Material
· · · ·

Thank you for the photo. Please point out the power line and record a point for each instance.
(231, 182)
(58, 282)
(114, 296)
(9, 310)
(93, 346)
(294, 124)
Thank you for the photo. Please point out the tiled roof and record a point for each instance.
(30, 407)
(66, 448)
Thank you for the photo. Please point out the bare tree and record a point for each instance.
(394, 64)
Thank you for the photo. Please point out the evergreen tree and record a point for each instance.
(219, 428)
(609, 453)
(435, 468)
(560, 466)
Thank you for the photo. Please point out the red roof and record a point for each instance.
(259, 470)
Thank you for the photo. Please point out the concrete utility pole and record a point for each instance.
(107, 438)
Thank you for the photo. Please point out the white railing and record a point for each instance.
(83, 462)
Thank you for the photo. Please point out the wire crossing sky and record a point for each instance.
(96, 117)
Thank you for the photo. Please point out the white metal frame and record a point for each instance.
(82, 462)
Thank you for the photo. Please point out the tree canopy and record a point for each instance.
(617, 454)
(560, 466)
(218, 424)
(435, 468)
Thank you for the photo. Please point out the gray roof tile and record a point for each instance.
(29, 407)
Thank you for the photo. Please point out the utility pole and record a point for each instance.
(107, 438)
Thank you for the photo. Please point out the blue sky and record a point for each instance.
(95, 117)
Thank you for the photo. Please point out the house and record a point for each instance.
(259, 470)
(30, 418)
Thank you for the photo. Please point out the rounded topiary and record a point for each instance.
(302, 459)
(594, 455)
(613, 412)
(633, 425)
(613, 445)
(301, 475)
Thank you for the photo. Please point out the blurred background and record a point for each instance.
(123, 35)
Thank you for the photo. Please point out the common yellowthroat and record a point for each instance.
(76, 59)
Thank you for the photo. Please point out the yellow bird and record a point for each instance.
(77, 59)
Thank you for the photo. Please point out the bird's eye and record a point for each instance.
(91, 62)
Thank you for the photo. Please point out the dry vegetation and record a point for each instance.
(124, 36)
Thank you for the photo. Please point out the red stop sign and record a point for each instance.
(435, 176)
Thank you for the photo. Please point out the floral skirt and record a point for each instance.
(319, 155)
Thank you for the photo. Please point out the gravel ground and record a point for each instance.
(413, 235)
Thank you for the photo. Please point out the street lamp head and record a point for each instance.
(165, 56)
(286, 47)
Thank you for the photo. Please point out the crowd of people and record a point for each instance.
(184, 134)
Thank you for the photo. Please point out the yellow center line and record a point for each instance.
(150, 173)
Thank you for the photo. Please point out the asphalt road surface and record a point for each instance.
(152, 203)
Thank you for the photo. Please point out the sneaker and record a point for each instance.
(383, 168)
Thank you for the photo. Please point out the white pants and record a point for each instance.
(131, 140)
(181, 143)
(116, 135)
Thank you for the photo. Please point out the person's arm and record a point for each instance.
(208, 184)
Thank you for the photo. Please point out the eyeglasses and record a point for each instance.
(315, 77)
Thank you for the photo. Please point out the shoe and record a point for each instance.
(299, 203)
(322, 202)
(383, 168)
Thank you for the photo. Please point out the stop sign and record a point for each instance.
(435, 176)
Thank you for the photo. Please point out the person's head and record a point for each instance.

· · · ·

Exercise goal
Repeat only the stretch of lines that begins at the line containing "Thank you for the photo. Please point out the blurred" and ends at the last line above, both included.

Answer to this exercise
Thank you for the photo. Please point out the blurred background and record a point for each instance.
(123, 35)
Thank you for the photo. Please point out the common yellowthroat and record a point for each instance.
(76, 59)
Thank you for the photo. Please point out the yellow bird and record a point for each instance.
(77, 59)
Thank you for the photo. Please point out the bird's eye and record a point for each instance.
(91, 62)
Thank you for the photo. Please point out the dry vegetation and record a point for each instance.
(124, 36)
Thank you for the photo. Please point out the red stop sign and record a point for each instance.
(435, 176)
Thank you for the photo. Please point out the floral skirt and record a point for each instance.
(319, 155)
Thank you for the photo. Please point out the gravel ground and record a point for each instance.
(413, 235)
Thank you for the photo. Please point out the street lamp head and record a point for each instance.
(165, 56)
(286, 47)
Thank you for the photo. Please point out the crowd of people and record a point for each instance.
(184, 134)
Thank you for the photo. Please point out the yellow center line and record a point for each instance.
(150, 173)
Thank you for the photo. Please point out the asphalt road surface and record a point for each instance.
(152, 203)
Thank you for the photo. Please point out the sneaker and record a point for each instance.
(383, 168)
Thank you for the photo. Please point out the white pants and record a point for each instance.
(131, 140)
(181, 143)
(116, 135)
Thank you for the photo. Please point out the person's arm and record a point for each instance.
(208, 184)
Thank you for the photo. Please point out the eyeglasses and record a point for each instance.
(315, 77)
Thank you for the photo. Please point out the shoe and record a point for each instance.
(299, 203)
(322, 202)
(383, 168)
Thank you for the photo. Please point out the stop sign and record a point for each instance.
(435, 176)
Thank you for the photo. Please point out the person's head and record a point for each instance.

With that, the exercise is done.